## WHAT IS NEEDED
One figure is wanted here: how many lines in the entries hold the word "mirror".

## DATASET RECORDS
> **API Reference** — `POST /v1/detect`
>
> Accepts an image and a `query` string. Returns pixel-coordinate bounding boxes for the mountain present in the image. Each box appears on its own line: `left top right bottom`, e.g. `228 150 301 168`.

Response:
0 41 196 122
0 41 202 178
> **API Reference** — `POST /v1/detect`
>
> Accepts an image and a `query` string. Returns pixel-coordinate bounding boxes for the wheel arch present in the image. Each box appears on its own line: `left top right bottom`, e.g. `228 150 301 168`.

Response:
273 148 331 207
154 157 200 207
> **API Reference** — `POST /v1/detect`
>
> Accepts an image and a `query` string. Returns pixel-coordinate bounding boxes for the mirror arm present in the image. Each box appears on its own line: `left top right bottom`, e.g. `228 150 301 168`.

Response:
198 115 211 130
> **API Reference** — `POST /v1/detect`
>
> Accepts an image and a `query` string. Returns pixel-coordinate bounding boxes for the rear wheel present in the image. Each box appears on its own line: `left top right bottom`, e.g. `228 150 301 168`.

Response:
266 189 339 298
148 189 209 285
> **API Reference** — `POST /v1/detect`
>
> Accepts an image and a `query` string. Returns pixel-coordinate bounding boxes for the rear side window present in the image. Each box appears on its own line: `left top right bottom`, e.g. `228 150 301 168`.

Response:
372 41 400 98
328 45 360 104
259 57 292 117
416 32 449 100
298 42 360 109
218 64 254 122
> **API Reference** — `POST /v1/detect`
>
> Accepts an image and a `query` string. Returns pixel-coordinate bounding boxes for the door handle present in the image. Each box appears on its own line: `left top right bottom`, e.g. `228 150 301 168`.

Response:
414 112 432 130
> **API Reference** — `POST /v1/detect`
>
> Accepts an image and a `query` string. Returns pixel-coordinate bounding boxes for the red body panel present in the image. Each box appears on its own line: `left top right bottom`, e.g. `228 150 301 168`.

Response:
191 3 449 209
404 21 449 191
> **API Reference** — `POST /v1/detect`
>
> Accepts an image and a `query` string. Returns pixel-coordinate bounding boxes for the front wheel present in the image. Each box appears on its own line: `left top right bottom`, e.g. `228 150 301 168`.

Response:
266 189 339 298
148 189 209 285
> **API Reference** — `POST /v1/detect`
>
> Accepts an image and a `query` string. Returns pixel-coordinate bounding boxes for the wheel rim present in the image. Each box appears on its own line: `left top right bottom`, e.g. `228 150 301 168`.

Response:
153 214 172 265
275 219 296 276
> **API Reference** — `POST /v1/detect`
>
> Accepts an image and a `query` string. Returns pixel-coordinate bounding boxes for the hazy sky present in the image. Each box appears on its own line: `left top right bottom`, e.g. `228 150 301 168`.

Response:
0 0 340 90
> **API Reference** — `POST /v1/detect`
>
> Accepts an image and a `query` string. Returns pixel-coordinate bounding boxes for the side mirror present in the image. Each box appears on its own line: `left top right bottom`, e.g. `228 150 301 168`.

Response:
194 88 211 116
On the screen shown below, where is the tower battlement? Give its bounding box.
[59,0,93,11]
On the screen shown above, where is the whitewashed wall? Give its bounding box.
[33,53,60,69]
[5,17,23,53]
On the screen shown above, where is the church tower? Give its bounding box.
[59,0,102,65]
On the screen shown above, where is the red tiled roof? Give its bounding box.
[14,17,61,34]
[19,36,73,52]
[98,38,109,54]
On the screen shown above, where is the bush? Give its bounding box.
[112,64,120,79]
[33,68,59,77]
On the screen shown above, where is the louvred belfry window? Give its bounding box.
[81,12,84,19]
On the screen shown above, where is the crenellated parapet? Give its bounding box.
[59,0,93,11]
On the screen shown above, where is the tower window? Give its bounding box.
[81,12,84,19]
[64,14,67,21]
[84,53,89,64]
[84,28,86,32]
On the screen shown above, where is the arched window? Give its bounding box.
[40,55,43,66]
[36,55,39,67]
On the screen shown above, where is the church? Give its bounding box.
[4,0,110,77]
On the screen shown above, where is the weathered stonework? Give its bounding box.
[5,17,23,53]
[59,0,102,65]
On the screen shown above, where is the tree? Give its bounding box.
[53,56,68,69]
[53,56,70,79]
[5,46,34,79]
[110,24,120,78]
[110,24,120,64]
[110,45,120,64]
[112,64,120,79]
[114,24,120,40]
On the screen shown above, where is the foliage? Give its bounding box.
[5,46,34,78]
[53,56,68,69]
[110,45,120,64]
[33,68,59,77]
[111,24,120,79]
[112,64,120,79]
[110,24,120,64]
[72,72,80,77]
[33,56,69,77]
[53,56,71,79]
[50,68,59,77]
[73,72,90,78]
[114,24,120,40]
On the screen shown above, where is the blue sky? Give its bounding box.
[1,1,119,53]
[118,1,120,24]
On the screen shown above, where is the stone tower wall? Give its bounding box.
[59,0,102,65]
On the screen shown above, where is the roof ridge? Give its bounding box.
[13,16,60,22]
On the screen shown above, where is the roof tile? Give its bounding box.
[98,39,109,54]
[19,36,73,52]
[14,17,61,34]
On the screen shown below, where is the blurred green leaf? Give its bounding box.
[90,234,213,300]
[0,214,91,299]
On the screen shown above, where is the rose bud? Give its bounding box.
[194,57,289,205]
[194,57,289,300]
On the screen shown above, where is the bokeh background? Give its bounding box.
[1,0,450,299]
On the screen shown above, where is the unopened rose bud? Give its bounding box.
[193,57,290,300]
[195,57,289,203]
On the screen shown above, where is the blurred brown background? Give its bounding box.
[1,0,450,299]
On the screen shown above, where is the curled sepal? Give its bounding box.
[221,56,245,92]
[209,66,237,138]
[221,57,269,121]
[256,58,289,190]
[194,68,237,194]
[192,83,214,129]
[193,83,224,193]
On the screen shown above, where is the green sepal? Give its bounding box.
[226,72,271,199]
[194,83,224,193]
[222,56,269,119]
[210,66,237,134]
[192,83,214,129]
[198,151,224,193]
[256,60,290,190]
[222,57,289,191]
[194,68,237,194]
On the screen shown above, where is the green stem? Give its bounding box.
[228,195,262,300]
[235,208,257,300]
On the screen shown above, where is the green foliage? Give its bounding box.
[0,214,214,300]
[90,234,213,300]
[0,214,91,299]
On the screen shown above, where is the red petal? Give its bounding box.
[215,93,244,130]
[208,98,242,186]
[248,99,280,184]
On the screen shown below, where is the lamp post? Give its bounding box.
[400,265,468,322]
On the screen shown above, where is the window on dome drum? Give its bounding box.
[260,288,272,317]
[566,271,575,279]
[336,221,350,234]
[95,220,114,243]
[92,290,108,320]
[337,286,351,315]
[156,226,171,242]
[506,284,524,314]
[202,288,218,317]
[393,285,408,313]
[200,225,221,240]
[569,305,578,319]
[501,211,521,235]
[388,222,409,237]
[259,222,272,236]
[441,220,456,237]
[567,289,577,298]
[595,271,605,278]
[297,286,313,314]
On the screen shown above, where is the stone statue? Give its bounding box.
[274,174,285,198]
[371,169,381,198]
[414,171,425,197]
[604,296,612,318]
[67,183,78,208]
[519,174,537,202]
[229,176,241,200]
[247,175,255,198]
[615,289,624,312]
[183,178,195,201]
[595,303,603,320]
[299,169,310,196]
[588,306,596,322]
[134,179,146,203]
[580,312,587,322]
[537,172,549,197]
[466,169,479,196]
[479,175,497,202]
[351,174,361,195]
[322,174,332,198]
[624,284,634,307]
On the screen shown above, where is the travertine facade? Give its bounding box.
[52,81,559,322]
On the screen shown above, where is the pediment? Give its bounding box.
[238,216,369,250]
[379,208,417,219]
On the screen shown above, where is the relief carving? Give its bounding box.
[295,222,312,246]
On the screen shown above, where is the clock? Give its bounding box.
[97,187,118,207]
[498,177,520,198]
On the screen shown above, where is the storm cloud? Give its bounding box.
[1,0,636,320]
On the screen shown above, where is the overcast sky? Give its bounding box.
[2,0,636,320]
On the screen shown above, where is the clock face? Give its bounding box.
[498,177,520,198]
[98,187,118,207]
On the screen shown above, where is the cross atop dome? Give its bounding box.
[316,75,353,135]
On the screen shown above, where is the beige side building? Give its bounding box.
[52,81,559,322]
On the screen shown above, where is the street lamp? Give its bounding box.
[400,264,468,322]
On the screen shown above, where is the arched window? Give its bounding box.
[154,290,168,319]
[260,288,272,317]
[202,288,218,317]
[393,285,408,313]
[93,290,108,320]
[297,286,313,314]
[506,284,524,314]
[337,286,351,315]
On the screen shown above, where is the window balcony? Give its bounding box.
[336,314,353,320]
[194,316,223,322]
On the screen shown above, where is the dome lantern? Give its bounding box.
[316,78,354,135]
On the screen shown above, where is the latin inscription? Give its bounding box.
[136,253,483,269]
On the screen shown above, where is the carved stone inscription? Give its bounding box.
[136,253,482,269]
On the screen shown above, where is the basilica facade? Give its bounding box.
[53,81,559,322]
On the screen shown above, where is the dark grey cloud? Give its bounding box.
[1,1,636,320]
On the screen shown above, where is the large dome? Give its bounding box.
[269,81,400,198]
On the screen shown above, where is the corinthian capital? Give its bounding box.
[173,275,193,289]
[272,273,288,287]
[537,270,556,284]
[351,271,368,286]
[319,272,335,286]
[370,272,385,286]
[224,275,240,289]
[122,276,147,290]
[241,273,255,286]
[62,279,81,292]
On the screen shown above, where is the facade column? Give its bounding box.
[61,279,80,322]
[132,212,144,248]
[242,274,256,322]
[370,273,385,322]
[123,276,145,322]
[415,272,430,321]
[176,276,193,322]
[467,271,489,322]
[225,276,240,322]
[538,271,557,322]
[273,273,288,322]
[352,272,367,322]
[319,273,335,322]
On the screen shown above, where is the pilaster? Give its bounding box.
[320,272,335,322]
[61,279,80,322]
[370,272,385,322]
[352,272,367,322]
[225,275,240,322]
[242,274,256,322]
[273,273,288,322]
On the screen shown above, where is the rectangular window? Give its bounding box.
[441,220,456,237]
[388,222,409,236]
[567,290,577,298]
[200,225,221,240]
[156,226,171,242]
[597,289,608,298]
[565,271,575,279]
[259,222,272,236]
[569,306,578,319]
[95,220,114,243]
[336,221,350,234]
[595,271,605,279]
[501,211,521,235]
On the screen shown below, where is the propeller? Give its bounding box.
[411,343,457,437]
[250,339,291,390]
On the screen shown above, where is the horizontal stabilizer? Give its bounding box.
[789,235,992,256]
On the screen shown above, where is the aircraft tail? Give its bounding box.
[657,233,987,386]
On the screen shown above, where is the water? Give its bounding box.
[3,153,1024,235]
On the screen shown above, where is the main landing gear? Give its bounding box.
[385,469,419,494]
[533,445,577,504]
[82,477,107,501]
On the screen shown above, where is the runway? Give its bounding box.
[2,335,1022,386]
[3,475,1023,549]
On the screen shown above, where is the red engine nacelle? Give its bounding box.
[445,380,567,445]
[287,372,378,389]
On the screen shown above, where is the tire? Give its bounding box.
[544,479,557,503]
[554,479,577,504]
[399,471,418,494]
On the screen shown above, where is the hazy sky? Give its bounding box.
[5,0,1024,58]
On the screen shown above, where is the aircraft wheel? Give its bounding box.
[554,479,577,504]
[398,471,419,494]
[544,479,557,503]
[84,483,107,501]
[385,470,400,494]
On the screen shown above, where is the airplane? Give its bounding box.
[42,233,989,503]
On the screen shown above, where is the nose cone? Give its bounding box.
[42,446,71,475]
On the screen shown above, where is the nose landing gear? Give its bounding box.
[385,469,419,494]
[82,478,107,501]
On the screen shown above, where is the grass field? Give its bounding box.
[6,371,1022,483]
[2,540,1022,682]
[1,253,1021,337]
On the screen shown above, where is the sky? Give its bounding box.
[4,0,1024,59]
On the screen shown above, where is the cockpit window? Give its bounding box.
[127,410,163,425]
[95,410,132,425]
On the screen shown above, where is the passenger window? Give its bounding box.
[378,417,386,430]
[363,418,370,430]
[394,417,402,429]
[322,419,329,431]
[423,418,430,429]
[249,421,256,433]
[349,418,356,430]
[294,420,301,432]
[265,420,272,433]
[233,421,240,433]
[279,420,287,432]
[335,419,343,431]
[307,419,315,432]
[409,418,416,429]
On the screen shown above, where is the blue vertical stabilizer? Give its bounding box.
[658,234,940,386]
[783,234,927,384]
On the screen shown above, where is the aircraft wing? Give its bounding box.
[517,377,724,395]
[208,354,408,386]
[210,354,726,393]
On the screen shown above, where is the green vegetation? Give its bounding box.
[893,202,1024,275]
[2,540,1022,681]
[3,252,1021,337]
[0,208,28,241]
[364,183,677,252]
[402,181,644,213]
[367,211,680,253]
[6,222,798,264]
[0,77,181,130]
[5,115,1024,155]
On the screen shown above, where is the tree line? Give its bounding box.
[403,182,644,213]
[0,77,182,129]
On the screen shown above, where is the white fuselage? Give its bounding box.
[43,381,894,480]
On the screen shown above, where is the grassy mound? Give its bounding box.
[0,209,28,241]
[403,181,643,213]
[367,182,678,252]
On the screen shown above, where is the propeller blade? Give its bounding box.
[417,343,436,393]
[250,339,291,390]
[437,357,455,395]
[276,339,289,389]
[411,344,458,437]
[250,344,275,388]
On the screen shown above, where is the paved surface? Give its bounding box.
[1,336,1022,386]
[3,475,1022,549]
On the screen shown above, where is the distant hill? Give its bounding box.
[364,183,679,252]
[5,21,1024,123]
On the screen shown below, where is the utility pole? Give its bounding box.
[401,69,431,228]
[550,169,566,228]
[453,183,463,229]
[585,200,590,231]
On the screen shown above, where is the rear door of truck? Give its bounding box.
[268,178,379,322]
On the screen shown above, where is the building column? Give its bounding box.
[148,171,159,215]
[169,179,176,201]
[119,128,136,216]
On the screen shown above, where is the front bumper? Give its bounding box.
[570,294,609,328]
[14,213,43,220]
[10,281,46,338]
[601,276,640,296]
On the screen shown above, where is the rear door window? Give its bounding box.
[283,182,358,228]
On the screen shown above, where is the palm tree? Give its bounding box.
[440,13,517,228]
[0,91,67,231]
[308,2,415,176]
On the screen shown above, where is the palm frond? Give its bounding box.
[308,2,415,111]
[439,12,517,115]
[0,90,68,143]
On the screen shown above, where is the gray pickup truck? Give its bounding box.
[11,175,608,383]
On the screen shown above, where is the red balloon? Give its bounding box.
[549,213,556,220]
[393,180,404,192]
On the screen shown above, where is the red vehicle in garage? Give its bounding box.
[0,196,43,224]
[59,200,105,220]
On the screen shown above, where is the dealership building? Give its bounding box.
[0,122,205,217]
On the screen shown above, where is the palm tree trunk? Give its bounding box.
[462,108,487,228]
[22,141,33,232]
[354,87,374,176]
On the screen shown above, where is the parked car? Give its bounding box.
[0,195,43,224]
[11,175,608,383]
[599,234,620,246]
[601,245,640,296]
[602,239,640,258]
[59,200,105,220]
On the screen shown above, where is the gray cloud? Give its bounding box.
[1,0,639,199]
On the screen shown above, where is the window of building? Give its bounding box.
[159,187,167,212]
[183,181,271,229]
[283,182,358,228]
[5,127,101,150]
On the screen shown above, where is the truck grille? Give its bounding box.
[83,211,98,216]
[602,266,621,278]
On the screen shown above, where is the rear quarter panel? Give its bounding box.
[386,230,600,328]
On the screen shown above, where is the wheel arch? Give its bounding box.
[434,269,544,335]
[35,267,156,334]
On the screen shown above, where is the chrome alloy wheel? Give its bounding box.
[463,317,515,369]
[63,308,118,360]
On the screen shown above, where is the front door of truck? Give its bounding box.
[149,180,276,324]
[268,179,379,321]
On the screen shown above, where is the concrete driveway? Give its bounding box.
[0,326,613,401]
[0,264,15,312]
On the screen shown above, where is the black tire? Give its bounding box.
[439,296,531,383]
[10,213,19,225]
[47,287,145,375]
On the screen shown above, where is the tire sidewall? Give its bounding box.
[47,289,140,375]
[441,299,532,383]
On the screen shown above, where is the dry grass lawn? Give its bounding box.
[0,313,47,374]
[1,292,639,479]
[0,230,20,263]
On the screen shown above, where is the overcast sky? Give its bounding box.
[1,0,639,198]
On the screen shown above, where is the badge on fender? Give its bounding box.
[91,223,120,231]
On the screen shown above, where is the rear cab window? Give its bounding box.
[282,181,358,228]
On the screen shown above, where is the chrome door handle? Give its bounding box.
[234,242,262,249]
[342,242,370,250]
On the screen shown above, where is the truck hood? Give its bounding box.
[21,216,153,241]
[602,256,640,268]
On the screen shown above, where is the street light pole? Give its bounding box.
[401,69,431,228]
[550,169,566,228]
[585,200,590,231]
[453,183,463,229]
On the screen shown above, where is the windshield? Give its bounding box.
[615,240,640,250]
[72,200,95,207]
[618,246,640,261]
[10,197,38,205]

## WORKED SOLUTION
2